Data for analysis Block Start
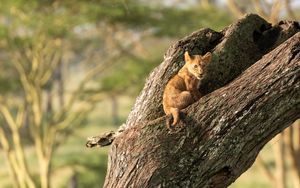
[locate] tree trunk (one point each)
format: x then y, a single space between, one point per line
220 135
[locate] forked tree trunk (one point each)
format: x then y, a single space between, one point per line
219 136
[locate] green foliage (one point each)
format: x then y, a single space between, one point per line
127 77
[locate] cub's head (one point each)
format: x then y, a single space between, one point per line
196 64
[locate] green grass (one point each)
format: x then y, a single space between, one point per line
89 165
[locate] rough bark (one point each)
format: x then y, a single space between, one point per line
235 48
221 134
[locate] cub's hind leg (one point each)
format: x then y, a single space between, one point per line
175 115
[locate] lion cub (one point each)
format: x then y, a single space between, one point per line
182 89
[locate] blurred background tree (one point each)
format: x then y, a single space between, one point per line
64 64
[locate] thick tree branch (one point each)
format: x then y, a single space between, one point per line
220 135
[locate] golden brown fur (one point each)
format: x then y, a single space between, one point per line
182 89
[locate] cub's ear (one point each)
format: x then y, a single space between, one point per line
187 56
207 57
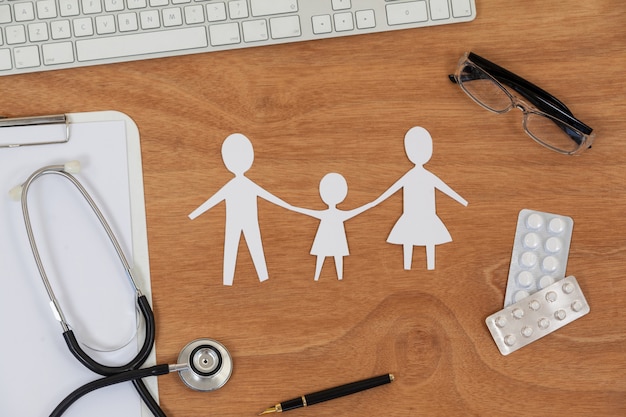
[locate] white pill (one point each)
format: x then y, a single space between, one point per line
510 340
534 221
556 225
545 281
525 279
534 305
543 323
532 240
550 264
527 331
553 244
528 259
568 288
520 295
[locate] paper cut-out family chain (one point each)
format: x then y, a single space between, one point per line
418 225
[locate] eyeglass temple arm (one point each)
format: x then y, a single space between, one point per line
508 77
537 96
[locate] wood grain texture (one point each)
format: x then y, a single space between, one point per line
344 106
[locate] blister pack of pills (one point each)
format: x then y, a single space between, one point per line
537 315
540 253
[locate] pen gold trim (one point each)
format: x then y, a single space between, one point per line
329 394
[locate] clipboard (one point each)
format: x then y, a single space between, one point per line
39 371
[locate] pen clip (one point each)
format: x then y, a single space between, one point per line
21 138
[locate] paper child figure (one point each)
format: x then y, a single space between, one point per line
419 224
240 195
330 239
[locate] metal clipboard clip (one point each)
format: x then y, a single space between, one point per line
25 136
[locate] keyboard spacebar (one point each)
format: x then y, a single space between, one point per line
141 43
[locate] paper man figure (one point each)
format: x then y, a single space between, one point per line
419 224
330 239
240 195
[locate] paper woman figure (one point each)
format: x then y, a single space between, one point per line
419 224
240 195
330 239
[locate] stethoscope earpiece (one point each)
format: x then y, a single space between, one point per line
209 365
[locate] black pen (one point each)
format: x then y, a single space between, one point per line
330 394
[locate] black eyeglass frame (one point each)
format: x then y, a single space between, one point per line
541 99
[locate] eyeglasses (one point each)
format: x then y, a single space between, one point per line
547 120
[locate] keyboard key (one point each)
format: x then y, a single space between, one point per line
5 13
238 9
60 29
83 27
194 14
224 34
106 24
136 4
172 17
113 5
46 9
343 21
270 7
255 31
91 6
24 12
26 57
38 32
141 43
439 9
285 27
58 53
216 12
69 8
127 22
15 35
149 19
365 19
461 8
5 59
322 24
403 13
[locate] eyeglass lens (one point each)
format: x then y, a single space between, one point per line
543 128
483 89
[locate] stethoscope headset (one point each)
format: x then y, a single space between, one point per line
203 364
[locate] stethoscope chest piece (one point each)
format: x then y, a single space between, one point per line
210 365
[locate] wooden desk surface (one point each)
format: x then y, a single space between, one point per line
344 106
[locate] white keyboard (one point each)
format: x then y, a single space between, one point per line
47 35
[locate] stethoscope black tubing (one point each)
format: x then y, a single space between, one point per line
136 362
131 375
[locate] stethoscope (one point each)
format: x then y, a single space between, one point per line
203 364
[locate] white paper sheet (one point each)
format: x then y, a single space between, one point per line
38 369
Data for analysis Block End
▶ **Task item**
The records above should be repeated exactly, with no pictures in the copy.

▶ **Your solution**
[locate] tree trunk (one point each)
format: x then y, a single space between, one point per line
220 135
[locate] forked tree trunk (one point each)
format: x then y, a single space between, one point per line
219 136
[locate] green foliage (one point each)
format: x then y, a single space between, one point per line
127 77
[locate] cub's head (one point each)
format: x then y, a single space between, one point per line
196 64
[locate] green grass (one point each)
format: x then y, a single space between, one point per line
89 165
[locate] rough bark (one point each)
format: x then y, a single space between, one point per line
235 48
221 134
[locate] cub's hind leg (one point each)
format: x then y, a single space between, one point per line
175 115
[locate] lion cub (one point each)
format: x then y, a single space between, one point per line
182 89
[locate] blurred background tree (one point each)
format: x then y, a single space between, one point per line
64 64
[locate] thick tree branch (one point each)
format: x then y, a single space between, one point per line
220 135
[locate] golden brown fur (one point each)
format: x then y, a single space between, one point per line
182 89
[locate] cub's ear (one point each)
format: x then y, a single space between, one point per line
187 56
207 57
[locate] white pill (one point each)
format: x then y, a single space between, one point per line
510 340
534 221
556 225
545 281
525 279
534 305
543 323
532 240
550 264
527 331
553 244
528 259
568 288
520 295
[locate] paper cut-out family chain (one point each)
format: x then y, a single space between, one point per line
418 225
[locate] eyeglass temple arm (one point each)
format: x then y, a single space between, one point per line
508 77
537 96
[locate] wood grain texture (one point each)
format: x then y, a single space between, one point per line
344 106
[locate] blister pack of pills (one point each)
format: x then y, a single space between, one point per line
537 315
540 253
[locate] pen gold trim (one point each)
format: x then y, a single space between, one point per line
329 394
[locate] clipboard (one point each)
format: x then y, a single space between, one point per line
39 371
[locate] pen clip (one point each)
format: x then y, a single space between, one point per line
21 138
[locate] paper child figure (one point each)
format: x then y, a single space between, one point per line
419 224
240 195
330 239
[locate] metal clipboard clip (one point each)
format: x then y, a single space between, one point per line
25 136
[locate] keyboard spacebar (one point each)
format: x then y, a single space between, one point per line
141 43
[locate] paper man figure (one point each)
format: x then y, a single space between, one point per line
419 224
330 239
240 195
[locate] paper woman figure (one point each)
format: x then y, a single space between, one point per line
419 224
240 195
330 239
[locate] stethoscope earpiece (one point each)
format: x then y, a single space between, one point per line
209 365
[locate] black pen (one point each)
format: x then y, a single space between, one point per line
330 394
[locate] black eyeglass frame (one point each)
format: x then y, a single space between, one point per line
541 99
[locate] eyeglasses (one point each)
format: x then y, a single space between, one point per line
547 120
[locate] keyboard key (one point each)
format: x then y, a single space between, one point per line
5 13
238 9
60 29
83 27
194 14
224 34
106 24
136 4
172 17
113 5
46 9
343 21
270 7
255 31
91 6
24 12
26 57
38 32
141 43
439 9
285 27
58 53
216 12
69 8
127 22
15 35
149 19
365 19
461 8
5 59
322 24
403 13
[locate] eyeglass lens (one point each)
format: x then y, a single space between, one point per line
543 128
483 89
[locate] stethoscope headset (one point each)
format: x then y, a single space between, one point per line
203 364
[locate] stethoscope chest piece (one point each)
format: x then y, a single space between, one point per line
210 365
[locate] wooden desk surface (one point each)
format: x then y, a single space between, one point per line
344 106
[locate] white keyboard (one point each)
format: x then y, a single space between, one point per line
47 35
[locate] stethoscope black tubing (one point each)
format: x then y, a single space between, one point per line
136 362
131 375
[locate] stethoscope (one point each)
format: x then y, a single space between, one point per line
203 364
[locate] white paper sheet (one point each)
format: x then y, a single space between, one point per line
38 369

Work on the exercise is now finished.